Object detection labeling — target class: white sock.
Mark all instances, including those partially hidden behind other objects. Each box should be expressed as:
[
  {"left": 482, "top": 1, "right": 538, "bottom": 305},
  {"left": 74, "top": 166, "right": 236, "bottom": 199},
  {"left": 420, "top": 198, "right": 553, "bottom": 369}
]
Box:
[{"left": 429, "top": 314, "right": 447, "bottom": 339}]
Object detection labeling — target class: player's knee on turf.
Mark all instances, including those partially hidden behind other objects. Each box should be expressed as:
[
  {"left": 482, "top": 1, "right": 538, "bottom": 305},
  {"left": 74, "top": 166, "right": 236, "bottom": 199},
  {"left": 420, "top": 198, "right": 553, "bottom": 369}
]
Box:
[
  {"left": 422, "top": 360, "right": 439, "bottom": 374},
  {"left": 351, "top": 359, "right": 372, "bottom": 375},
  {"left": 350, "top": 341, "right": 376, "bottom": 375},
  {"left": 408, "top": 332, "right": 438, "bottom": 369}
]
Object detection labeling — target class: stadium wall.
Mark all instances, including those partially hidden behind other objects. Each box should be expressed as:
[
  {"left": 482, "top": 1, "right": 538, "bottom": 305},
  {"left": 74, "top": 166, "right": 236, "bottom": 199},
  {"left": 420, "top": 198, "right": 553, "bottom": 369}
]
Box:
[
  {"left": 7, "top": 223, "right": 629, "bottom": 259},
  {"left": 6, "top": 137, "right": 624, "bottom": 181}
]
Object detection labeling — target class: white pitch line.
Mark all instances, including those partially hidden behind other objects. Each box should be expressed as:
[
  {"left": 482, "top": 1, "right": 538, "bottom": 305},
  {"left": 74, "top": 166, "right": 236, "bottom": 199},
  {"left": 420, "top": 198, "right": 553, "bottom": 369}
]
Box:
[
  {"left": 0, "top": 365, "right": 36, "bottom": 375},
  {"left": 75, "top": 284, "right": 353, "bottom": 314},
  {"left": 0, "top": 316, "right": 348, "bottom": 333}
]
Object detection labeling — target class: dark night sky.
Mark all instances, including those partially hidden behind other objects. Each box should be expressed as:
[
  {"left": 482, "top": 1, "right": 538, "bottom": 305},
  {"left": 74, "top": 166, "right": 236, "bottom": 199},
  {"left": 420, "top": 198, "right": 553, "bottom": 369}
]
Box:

» **ASSIGNED TASK**:
Please print out every record exactly as it is written.

» **FINISHED EXERCISE**:
Object detection labeling — target class: white sock.
Mark all instances, including those partially hidden behind other objects. Each box should be expressed as:
[
  {"left": 482, "top": 1, "right": 538, "bottom": 305},
  {"left": 74, "top": 166, "right": 236, "bottom": 199},
  {"left": 420, "top": 198, "right": 553, "bottom": 369}
]
Box:
[{"left": 429, "top": 314, "right": 447, "bottom": 339}]
Object detection labeling — target class: player's knee on turf.
Mark all instances, including those partially hidden behind other objects. Each box should be expressed as:
[
  {"left": 482, "top": 1, "right": 538, "bottom": 305},
  {"left": 74, "top": 166, "right": 236, "bottom": 199},
  {"left": 420, "top": 198, "right": 553, "bottom": 369}
]
Box:
[
  {"left": 422, "top": 360, "right": 439, "bottom": 374},
  {"left": 351, "top": 359, "right": 372, "bottom": 375},
  {"left": 350, "top": 341, "right": 376, "bottom": 375},
  {"left": 408, "top": 332, "right": 438, "bottom": 369}
]
Object detection labeling — target class: stadium wall.
Mark all instances, including those partially hidden behind other objects. Each box should be expressed as:
[
  {"left": 482, "top": 1, "right": 538, "bottom": 305},
  {"left": 74, "top": 166, "right": 236, "bottom": 199},
  {"left": 420, "top": 198, "right": 553, "bottom": 369}
]
Box:
[
  {"left": 7, "top": 223, "right": 629, "bottom": 259},
  {"left": 6, "top": 137, "right": 624, "bottom": 181}
]
Object detection labeling — target class: white pitch line.
Mark all instances, including those partially hidden behind other objects. Each box should be expressed as:
[
  {"left": 482, "top": 1, "right": 538, "bottom": 305},
  {"left": 74, "top": 166, "right": 236, "bottom": 199},
  {"left": 420, "top": 198, "right": 553, "bottom": 369}
]
Box:
[
  {"left": 0, "top": 365, "right": 36, "bottom": 375},
  {"left": 75, "top": 284, "right": 353, "bottom": 314},
  {"left": 0, "top": 316, "right": 348, "bottom": 333}
]
Object detection labeling — target class: dark night sky.
Mark all instances, including those partially hidden behind other objects. Each box should be expressed as:
[
  {"left": 482, "top": 1, "right": 538, "bottom": 305},
  {"left": 74, "top": 166, "right": 236, "bottom": 199},
  {"left": 420, "top": 198, "right": 553, "bottom": 369}
]
Box:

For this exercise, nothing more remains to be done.